Your objective
Reproduce the stretch of the records from the start through the line containing "[(85, 312)]", with the requests included, and shift every coordinate in the answers up by 88.

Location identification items
━━━

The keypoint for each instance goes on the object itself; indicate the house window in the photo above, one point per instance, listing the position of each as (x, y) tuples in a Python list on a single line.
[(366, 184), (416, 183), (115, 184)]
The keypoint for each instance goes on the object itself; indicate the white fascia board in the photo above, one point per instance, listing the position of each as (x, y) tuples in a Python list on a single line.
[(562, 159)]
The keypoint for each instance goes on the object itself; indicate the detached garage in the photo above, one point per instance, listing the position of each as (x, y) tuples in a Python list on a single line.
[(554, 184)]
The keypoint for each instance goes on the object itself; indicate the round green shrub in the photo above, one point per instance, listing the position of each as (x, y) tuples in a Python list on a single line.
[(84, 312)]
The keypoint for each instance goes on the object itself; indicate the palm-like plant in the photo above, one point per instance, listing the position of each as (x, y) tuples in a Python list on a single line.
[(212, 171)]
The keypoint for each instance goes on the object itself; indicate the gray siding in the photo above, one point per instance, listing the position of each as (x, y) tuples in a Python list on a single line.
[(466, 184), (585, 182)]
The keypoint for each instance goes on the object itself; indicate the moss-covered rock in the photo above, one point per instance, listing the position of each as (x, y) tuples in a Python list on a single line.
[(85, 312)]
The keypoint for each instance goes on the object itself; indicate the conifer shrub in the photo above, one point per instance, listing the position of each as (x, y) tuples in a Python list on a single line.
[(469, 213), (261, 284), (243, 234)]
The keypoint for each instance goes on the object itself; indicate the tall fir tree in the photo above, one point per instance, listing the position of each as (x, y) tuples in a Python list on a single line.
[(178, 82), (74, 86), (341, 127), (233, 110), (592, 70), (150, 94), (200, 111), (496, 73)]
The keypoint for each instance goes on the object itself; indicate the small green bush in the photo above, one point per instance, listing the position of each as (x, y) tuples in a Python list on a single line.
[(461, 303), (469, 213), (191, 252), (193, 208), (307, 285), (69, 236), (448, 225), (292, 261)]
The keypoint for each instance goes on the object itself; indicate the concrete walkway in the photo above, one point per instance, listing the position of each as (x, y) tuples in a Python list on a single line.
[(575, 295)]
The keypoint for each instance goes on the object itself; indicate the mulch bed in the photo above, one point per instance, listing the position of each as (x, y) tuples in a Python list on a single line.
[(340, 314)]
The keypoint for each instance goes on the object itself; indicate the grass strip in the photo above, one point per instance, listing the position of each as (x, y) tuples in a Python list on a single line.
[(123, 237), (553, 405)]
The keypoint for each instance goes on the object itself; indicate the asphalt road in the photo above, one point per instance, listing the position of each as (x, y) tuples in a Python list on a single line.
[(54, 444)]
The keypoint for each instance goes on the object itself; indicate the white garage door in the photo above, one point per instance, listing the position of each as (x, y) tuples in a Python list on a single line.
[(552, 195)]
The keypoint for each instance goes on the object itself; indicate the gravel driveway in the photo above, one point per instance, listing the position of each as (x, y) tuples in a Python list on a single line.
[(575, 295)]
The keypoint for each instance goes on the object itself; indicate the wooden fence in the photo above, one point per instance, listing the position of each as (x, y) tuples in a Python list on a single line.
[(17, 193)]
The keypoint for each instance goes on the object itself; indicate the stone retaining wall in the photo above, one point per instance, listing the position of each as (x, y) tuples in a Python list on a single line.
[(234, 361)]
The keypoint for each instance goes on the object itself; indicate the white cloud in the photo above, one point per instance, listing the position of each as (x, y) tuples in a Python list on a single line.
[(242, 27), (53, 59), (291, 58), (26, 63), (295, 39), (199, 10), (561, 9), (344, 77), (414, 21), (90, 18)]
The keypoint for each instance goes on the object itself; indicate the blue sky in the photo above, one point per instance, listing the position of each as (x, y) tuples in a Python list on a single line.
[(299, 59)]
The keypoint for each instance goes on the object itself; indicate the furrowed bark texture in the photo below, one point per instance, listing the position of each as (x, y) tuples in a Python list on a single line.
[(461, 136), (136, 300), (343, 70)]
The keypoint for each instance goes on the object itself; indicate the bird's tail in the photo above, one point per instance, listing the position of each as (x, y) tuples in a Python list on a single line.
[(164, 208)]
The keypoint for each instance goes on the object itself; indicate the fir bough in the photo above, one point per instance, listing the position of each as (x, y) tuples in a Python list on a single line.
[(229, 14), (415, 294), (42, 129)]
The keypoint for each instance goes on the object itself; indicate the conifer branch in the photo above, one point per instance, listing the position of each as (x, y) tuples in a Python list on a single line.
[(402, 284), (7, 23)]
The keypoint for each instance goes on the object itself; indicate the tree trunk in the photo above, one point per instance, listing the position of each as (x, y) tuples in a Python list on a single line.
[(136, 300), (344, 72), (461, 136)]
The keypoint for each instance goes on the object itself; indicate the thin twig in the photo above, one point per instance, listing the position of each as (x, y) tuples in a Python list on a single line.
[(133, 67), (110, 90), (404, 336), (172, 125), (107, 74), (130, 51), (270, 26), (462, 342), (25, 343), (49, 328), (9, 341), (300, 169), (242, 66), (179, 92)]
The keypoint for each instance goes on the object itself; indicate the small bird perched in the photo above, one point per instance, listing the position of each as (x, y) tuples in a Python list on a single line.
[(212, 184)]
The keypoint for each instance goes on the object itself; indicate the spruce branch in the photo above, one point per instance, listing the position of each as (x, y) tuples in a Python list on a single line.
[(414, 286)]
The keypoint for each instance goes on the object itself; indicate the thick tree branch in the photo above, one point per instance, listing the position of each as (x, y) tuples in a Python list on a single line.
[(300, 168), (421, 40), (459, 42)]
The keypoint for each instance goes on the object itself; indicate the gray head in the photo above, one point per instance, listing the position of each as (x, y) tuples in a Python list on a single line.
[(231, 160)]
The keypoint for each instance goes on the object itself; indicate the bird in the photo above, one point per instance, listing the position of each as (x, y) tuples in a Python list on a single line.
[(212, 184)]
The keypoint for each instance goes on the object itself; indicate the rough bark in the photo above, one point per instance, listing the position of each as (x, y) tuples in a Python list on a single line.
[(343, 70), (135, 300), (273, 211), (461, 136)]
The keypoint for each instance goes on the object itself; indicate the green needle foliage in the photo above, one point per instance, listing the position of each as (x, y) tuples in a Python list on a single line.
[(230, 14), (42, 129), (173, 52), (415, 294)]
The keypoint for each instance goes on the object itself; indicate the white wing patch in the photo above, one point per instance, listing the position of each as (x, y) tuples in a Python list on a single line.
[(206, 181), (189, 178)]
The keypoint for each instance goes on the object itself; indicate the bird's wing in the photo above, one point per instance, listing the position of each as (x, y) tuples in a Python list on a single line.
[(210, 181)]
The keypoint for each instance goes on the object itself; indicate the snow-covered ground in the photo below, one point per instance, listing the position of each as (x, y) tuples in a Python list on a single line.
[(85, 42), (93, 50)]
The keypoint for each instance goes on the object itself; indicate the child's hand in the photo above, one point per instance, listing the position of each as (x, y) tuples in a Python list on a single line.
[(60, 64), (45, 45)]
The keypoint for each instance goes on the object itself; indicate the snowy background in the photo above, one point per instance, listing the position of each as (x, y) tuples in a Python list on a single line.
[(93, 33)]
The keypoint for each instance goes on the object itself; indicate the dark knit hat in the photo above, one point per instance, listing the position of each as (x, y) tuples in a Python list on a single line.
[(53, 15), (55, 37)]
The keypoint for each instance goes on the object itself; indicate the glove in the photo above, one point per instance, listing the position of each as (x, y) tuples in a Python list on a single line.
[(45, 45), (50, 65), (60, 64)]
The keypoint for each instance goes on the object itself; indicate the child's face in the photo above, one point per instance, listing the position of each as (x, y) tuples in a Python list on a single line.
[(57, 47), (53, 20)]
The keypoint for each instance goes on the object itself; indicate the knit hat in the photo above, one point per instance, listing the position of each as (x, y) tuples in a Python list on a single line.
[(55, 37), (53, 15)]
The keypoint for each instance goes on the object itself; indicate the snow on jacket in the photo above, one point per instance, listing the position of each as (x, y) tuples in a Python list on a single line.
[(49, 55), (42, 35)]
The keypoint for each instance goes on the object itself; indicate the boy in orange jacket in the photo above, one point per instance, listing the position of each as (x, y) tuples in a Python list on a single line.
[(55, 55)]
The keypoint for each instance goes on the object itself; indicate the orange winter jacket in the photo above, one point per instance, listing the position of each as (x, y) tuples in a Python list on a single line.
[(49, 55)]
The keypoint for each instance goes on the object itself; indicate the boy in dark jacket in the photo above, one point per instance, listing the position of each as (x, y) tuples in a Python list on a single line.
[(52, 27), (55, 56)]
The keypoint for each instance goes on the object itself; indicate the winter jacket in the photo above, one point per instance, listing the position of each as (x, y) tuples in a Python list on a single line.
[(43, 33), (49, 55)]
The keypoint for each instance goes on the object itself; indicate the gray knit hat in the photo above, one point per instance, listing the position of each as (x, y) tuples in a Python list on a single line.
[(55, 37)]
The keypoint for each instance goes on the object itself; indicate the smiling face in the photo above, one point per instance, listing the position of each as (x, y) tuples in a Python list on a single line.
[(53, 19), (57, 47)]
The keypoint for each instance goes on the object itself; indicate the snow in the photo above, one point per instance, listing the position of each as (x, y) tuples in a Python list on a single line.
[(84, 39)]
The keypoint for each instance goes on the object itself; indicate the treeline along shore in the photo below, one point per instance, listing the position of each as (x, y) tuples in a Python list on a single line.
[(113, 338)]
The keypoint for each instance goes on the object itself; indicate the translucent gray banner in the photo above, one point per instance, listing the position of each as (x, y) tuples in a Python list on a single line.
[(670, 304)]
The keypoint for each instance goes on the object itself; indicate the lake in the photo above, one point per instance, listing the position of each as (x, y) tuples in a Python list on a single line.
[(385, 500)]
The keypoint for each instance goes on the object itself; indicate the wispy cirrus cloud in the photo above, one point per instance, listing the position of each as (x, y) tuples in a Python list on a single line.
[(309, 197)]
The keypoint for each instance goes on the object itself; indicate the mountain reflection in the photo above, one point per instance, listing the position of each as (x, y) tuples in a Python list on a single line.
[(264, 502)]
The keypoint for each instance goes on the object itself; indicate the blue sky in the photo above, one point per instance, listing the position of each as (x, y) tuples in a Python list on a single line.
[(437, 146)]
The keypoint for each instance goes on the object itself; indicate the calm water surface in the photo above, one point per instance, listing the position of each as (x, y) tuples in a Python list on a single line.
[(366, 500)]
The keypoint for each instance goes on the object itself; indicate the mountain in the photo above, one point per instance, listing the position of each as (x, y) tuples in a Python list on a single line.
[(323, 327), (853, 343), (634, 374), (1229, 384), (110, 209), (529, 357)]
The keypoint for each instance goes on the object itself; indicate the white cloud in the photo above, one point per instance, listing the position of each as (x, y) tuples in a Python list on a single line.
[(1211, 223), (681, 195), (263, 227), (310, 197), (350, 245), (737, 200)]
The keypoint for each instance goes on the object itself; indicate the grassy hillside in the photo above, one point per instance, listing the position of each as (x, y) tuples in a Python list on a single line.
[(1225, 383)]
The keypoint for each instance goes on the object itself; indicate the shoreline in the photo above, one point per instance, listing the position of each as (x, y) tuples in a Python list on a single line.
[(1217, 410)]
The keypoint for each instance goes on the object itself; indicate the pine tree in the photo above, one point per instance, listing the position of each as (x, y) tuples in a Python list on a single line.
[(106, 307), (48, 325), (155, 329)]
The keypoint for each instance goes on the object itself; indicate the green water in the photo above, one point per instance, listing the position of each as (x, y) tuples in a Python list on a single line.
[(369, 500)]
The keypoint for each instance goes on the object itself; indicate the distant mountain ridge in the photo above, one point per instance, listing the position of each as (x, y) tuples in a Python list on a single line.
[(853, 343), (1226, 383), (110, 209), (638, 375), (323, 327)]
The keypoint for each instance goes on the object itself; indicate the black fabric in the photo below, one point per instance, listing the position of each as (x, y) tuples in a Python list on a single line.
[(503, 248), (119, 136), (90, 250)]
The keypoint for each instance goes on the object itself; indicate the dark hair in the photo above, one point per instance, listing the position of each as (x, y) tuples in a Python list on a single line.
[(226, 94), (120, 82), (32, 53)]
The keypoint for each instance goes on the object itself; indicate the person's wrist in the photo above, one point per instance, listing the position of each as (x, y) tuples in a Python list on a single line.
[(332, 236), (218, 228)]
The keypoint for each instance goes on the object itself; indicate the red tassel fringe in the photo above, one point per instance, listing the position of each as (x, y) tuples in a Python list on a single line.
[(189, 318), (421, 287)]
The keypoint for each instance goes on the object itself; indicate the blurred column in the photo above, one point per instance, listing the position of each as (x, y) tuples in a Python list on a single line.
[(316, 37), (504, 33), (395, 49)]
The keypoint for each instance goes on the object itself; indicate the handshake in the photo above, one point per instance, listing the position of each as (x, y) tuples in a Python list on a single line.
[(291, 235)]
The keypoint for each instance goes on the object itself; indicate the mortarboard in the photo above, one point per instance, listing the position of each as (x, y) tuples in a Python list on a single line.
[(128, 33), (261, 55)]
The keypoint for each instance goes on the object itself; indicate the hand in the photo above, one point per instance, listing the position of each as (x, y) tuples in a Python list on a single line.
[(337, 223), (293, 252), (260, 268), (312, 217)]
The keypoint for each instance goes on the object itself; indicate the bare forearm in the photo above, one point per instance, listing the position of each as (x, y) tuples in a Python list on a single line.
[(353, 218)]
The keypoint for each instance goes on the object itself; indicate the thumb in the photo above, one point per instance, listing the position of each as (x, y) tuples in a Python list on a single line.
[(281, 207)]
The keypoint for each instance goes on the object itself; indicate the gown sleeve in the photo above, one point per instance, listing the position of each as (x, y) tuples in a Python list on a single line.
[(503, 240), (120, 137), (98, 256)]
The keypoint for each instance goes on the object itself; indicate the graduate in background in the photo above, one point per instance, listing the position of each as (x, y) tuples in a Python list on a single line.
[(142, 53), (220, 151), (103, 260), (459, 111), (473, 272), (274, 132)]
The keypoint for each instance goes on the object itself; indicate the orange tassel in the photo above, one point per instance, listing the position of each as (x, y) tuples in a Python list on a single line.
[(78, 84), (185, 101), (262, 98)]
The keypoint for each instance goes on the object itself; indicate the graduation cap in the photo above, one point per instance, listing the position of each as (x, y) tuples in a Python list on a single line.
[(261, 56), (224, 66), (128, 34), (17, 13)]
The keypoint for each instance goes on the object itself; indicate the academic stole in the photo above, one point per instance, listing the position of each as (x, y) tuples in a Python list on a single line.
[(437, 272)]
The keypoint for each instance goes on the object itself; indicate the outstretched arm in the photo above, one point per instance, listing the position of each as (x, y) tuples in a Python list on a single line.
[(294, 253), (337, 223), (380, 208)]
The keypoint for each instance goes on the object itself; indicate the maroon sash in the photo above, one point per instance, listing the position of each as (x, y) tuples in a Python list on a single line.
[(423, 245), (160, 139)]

━━━

Answer to the exercise
The keypoint for each instance goes on the object itself; indicate the house window in the photo above, one point per instance, listing the position of each as (x, y) tuples in a Python list on a single line.
[(454, 272), (504, 271), (203, 272)]
The keypoint for each instance goes on the object itself; indicate the white fascia board in the photo above, one point per instance, listing the position of each as (x, y) tuples in a Python list on a single line.
[(650, 247)]
The keypoint for each instance goes on the object itself; indicate the detached garage in the photo above, one point per instance, listing the position of each as (x, y) tuples in a Python list on a single line.
[(642, 272)]
The keypoint for each instance goes on the object itself; indicate the round green shrub in the photo above, one point per instance, listing the position of each as (x, y) tuples in a Python list on a single line.
[(172, 400)]
The keypoint for each instance goes on the object itself; indicate the palm-like plant in the photo above, one point per instance, listing the position of each as (x, y) tuples in a Python list on a single line.
[(300, 259)]
The keypoint for each instance goes on the object itself; indicate the gray siding in the photo above, one point per instance, listing the position of each as (x, y) tuples in a Python list on a single line.
[(554, 272), (673, 270)]
The keypoint for each instance goes on the object itself; indicate the moss-covered rock in the photo above, one point per instance, listing the position of each as (x, y) tuples in a Python list on a single line.
[(173, 400)]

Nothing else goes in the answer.